• _CHALLENGE A_:
Please copy out, unchanged, the part of the rows that opens with the line containing "For the evaluation set, locate the purple" and closes with the line containing "x=424 y=396", including both of those lines.

Lessons Learned from Applying ITS 2.0 onto Web Platform

by Jirka Kosek (UEP), Dave Lewis (TCD) and Felix Sasaki (DFKI)

Introduction

Internationalization Tag Set (ITS) 2.0 provides metadata definitions (so-called "data categories") which enhance the integration of automated or manual processing of human language into core Web technologies. A prototypical data category is "Translate": it tells the human translator or a machine translation system that a given piece of content should not be changed. Another example is "storage size": it allows to specify the maximum storage size of a given content.

Why do we present this technology on a workshop about digital publishing? There are two reasons: first, ITS 2.0 data categories are mostly workflow metadata: created by content producers, taken up by localization service providers, used by (human or machine) translators, etc. As such, the creation of tool chains involving both HTML and XML is a basis requirement for ITS 2.0. In this contribution we will describe lessons learned and our solution approaches that could help digital publishing technologies that have the same XML/HTML integration task.

Second, Web content today is often created with a CMS system. As such, a publishing workflow needs to be set up that involves handling of ITS 2.0 in potentially thousands of files, general and specific templates etc. In this paper we will describe the role CMIS ("Content Management Interoperability Services") can play here. Again with ITS 2.0 metadata handling will be one example from which one may be able to draw general conclusions.

Web Platform – Missing or Problematic Pieces

Original version of ITS 1.0 was designed to work only with XML and as at that time future of XHTML was bright it seemed that ITS 1.0 can be integrated into Web Platform without any problems. However since that HTML5 emerged and role of XHTML vastly diminished compared to HTML syntax. However when we were trying to apply ITS to widespread Web technologies we got several cold showers – many things which are easy in XML stack (XHTML, XPath, ...) were impossible, very complex or hacky in Web Platform stack (HTML, CSS, ...).

Limitations of CSS Selectors

ITS provides very useful feature called global rules. Using global rules one can bulk assign value into selected data category for many parts of document. Typically, global rules use XPath for choosing nodes to which data category applies. For example, to say that all title attributes should be translated the following rule is enough:

<its:rules xmlns:its="http://www.w3.org/2005/11/its" version="2.0">
  <its:translateRule selector="//*/@title" translate="yes"/>
</its:rules>

Given the popularity of CSS selectors our intent was to give users freedom to use different query mechanisms than XPath. We thus made query language configurable by using queryLanguage attribute and explicitly allowed usage of CSS Selectors.

<its:rules xmlns:its="http://www.w3.org/2005/11/its" version="2.0" queryLanguage="css">
  <its:translateRule selector="What to put here? How to choose attribute with CSS Selectors?" translate="yes"/>
</its:rules>

However CSS Selectors does not provide mechanism for selecting attributes. This could be fine when used in CSS. But as Selectors are very popular query language in Web Platform (eg. they are used in jQuery library or in document.querySelectorAll() DOM method) their inability to select attributes is very limiting as attributes are conveying information of the similar importance to one stored inside elements.

• _CHALLENGE B_:
Summarize the ITS 2.0 text above in two sentences.

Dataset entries
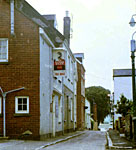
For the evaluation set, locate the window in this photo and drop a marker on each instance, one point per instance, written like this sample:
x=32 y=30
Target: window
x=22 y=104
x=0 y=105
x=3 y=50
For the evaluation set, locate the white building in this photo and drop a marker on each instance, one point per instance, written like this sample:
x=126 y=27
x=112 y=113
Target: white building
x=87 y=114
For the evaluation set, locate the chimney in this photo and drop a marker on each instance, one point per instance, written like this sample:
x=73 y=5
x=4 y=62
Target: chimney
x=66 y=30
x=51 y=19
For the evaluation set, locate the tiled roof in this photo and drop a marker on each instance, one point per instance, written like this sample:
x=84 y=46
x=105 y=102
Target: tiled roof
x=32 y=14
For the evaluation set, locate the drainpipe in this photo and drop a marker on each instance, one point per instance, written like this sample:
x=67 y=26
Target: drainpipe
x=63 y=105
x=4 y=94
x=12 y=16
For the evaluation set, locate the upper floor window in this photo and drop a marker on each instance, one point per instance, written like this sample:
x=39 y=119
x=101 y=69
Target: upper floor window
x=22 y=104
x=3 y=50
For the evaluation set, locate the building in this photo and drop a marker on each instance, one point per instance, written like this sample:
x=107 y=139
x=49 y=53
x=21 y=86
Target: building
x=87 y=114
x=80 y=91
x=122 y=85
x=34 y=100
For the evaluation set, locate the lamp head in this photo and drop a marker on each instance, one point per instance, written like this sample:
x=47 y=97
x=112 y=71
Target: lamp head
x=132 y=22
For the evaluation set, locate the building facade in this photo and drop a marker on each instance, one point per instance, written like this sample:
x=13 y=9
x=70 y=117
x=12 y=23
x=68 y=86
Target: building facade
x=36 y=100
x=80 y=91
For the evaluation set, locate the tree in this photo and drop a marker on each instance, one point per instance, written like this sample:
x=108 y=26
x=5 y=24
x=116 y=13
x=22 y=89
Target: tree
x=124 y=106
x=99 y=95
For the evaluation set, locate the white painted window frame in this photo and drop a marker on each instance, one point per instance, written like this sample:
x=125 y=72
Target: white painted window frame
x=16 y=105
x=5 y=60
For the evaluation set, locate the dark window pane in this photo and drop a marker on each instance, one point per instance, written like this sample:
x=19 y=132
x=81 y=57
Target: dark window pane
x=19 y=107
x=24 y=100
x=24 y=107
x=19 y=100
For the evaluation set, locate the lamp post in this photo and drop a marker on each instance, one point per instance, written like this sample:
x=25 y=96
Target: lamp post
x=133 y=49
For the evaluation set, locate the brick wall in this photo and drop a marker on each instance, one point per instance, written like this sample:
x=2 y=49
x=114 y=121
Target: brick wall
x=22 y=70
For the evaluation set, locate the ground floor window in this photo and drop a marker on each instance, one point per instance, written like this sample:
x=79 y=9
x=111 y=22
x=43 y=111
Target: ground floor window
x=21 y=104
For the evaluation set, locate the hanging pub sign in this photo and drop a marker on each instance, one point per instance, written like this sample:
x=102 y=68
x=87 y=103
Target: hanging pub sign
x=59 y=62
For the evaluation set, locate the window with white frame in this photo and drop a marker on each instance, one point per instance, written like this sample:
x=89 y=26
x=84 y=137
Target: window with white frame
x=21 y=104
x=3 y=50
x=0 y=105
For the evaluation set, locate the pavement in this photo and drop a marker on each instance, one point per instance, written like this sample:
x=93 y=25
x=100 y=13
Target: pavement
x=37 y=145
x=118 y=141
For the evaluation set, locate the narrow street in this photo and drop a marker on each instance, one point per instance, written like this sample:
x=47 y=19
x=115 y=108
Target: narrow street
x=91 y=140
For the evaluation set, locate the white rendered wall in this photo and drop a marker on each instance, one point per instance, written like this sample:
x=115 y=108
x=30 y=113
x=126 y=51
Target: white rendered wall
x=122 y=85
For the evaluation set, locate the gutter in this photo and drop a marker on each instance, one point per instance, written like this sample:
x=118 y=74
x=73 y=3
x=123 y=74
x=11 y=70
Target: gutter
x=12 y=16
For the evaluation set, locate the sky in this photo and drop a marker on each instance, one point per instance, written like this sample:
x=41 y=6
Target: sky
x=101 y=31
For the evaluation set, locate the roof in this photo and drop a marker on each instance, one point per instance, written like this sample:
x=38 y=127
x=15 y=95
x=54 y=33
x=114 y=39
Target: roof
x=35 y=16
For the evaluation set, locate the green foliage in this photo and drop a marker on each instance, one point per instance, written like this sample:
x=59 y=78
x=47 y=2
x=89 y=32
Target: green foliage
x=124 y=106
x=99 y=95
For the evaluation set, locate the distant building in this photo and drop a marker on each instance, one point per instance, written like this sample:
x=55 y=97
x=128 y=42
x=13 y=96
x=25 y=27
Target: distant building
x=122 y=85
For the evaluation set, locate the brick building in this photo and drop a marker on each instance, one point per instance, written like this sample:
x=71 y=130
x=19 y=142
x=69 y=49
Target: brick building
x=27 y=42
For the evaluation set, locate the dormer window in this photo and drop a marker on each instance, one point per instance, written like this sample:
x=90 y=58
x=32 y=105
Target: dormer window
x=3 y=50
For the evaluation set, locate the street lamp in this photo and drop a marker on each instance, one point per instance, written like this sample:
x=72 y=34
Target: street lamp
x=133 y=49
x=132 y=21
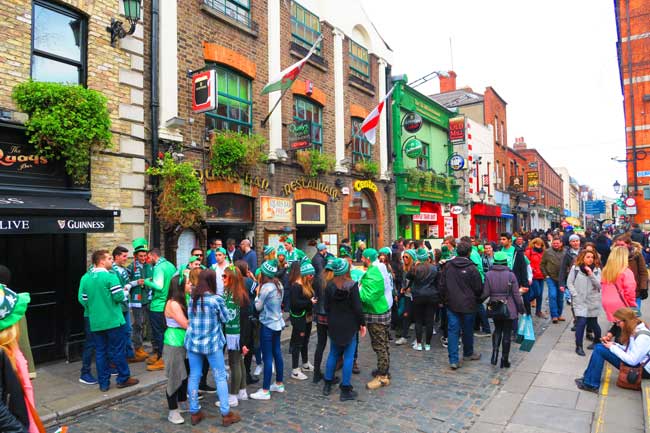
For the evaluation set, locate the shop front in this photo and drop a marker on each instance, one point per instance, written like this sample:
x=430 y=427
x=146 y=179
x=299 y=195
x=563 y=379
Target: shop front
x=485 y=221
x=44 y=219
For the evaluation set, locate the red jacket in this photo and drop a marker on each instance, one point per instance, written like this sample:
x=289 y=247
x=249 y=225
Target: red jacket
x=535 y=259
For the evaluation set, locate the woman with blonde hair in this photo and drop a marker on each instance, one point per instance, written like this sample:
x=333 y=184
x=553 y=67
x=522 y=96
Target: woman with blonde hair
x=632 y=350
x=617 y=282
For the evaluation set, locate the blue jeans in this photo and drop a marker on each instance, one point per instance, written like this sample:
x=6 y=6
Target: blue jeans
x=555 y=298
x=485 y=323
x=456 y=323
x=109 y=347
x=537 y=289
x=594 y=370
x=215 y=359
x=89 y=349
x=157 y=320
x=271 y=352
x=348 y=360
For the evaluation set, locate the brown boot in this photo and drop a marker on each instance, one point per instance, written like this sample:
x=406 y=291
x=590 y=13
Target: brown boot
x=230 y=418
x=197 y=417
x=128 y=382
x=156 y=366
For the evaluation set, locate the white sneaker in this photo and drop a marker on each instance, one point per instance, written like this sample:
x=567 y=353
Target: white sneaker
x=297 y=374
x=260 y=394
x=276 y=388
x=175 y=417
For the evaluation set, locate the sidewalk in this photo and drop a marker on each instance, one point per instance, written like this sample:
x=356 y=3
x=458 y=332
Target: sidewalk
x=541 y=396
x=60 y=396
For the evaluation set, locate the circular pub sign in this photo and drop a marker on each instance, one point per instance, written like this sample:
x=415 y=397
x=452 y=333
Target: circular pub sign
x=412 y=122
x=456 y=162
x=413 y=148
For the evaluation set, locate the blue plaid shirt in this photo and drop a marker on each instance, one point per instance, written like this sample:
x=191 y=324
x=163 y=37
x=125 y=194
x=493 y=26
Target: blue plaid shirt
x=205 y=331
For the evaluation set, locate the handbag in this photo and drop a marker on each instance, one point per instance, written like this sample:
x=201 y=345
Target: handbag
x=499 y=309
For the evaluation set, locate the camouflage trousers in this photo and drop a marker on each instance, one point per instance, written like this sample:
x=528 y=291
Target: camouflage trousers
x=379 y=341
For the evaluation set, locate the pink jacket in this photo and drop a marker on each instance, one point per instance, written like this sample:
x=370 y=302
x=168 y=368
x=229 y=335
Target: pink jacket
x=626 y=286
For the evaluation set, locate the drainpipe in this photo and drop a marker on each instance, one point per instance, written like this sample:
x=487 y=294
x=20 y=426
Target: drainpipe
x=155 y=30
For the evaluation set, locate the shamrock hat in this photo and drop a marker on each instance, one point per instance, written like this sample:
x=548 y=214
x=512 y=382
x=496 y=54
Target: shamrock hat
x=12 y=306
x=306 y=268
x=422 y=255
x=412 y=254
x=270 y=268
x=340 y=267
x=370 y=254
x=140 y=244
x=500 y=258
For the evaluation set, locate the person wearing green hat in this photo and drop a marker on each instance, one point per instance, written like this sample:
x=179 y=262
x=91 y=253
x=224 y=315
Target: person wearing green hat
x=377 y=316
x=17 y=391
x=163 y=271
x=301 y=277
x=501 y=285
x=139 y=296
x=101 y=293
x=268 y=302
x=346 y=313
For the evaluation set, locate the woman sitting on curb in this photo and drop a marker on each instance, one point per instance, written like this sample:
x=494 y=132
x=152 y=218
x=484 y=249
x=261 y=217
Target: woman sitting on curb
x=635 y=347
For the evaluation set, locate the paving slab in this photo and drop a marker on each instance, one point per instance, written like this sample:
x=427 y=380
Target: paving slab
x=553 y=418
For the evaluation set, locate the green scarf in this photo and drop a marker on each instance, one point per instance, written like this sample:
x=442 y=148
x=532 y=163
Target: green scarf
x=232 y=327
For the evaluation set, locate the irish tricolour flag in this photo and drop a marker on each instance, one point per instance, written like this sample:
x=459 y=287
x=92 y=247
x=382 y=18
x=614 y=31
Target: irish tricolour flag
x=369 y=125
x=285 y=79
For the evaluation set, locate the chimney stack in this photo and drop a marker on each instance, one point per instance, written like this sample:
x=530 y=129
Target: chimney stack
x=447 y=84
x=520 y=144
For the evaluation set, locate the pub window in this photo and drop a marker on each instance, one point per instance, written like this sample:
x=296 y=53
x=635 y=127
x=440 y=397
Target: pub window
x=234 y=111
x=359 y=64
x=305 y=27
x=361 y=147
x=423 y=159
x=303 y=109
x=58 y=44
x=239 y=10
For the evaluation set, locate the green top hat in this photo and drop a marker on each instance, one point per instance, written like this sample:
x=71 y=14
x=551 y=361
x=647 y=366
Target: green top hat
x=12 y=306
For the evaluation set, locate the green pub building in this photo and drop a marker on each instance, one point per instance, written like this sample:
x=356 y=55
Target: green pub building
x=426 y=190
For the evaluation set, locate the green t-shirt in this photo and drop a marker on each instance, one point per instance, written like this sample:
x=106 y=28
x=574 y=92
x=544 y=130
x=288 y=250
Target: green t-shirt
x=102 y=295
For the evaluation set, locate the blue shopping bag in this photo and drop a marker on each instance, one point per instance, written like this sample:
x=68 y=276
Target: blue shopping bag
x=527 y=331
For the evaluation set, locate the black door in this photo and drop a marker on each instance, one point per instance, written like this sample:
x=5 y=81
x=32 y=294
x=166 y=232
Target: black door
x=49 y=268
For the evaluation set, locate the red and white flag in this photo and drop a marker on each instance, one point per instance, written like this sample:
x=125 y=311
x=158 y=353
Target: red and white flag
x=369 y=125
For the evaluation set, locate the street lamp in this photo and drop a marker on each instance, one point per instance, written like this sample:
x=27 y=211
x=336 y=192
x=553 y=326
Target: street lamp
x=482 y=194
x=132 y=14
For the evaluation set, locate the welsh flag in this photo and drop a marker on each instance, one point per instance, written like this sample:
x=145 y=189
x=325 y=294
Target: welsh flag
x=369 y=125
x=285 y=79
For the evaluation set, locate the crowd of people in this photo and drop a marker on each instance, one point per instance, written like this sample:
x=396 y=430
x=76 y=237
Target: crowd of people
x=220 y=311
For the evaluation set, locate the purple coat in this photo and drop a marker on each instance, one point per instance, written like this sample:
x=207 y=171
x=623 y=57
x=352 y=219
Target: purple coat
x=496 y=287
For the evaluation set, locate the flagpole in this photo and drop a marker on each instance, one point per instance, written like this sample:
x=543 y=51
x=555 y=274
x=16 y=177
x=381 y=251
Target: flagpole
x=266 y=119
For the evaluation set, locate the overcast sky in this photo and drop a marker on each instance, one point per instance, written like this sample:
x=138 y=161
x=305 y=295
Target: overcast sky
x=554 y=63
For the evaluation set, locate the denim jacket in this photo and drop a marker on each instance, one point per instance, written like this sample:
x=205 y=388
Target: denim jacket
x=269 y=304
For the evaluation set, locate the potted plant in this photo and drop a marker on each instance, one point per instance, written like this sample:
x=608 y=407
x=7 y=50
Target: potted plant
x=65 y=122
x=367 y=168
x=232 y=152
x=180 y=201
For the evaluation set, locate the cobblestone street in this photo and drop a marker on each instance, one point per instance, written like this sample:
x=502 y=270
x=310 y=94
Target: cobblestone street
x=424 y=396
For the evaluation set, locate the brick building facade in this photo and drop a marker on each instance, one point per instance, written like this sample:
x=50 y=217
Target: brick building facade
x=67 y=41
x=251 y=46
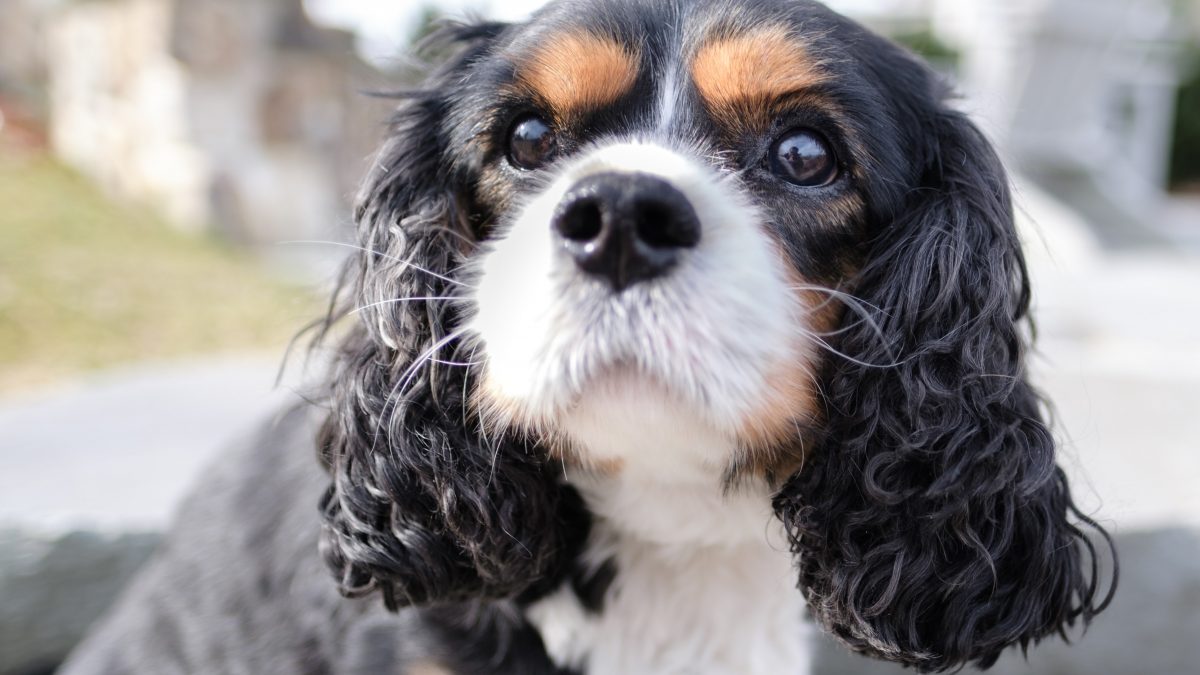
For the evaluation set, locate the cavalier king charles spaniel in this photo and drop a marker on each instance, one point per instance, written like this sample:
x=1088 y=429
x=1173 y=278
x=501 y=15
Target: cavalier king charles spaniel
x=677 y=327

• _COMPLETE OUTPUT A_:
For the evaluation set, locate the purple coat in this photo and drop a marker on each instance, one point per instance, written like this sample:
x=207 y=171
x=623 y=57
x=352 y=219
Target: purple coat
x=496 y=287
For the evaluation set, locate the flagpole in this photo and drop a marker on each instance, one point per instance, written like this sample:
x=543 y=51
x=555 y=274
x=16 y=177
x=381 y=251
Target: flagpole
x=266 y=119
For the evaluation set, locate the overcast sky in this photo and drop a marker on each instance, one point per instance, written like this sample:
x=138 y=161
x=305 y=295
Target: overcast sky
x=554 y=63
For the evaluation set, locate the denim jacket in this photo and drop a marker on each instance, one point per instance, written like this sample:
x=205 y=388
Target: denim jacket
x=269 y=304
For the evaluation set, locate the potted plant in this photo and drop a marker on each instance, one point per instance, written like this sample:
x=608 y=407
x=7 y=50
Target: potted plant
x=65 y=122
x=367 y=168
x=232 y=152
x=180 y=201
For the evaluation set, locate the cobblestone street in this photo and drop a marker on each instance, one point per instance, written like this sample:
x=502 y=270
x=310 y=94
Target: cobblestone street
x=424 y=396

• _COMPLETE OUTPUT B_:
ITS 2.0 provides metadata categories such as "Translate" and "storage size" to better integrate the processing of human language into core Web technologies, and the authors report lessons from applying it to tool chains that involve both HTML and XML. ITS global rules usually select nodes with XPath, and although the query language was made configurable to allow CSS Selectors, those selectors cannot select attributes, which the authors find very limiting.